▶ _Task to carry out_
Please count the lines below that contain the word "every", matching case exactly, and reply with the number alone.

-=-=-=-=-

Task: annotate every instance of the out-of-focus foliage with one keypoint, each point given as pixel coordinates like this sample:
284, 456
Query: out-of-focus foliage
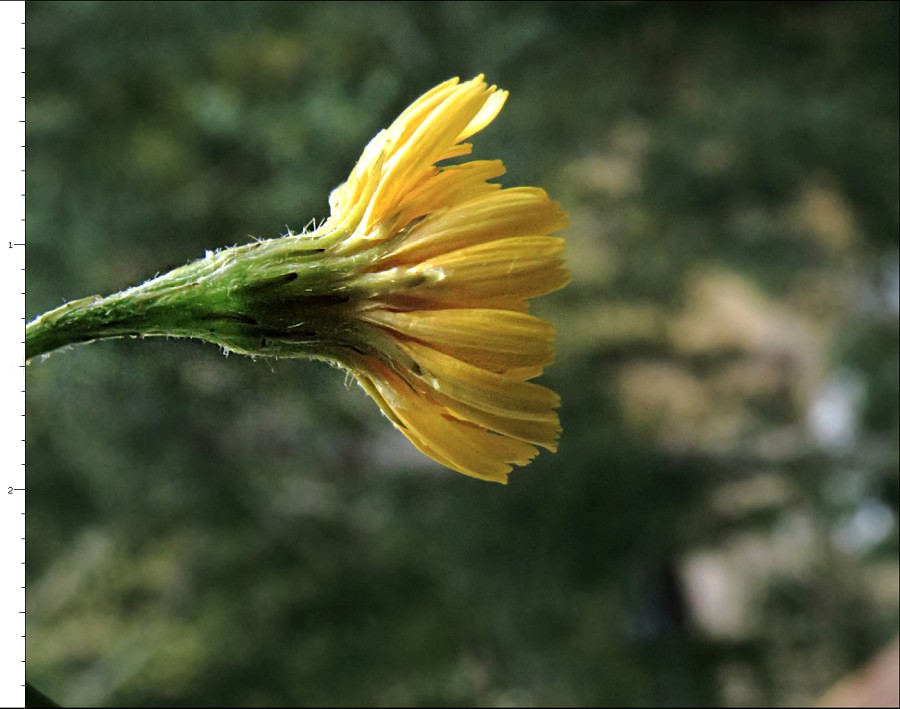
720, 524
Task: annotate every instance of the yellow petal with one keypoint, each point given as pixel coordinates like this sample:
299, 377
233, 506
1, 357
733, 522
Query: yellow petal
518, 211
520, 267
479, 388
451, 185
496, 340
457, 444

-=-=-=-=-

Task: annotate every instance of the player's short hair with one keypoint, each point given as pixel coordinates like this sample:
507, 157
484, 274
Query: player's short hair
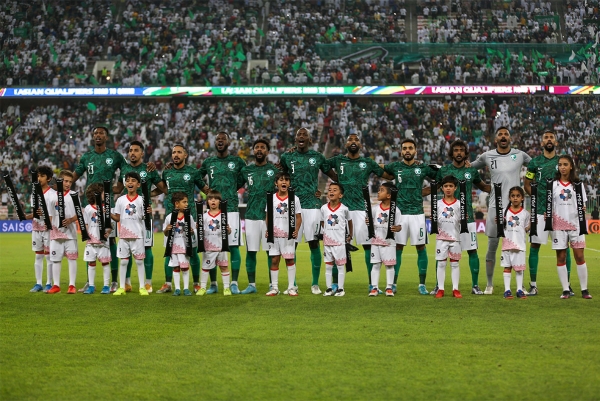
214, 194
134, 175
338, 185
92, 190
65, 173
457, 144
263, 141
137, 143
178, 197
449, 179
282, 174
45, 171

-=-=-=-=-

▶ _Task solution_
3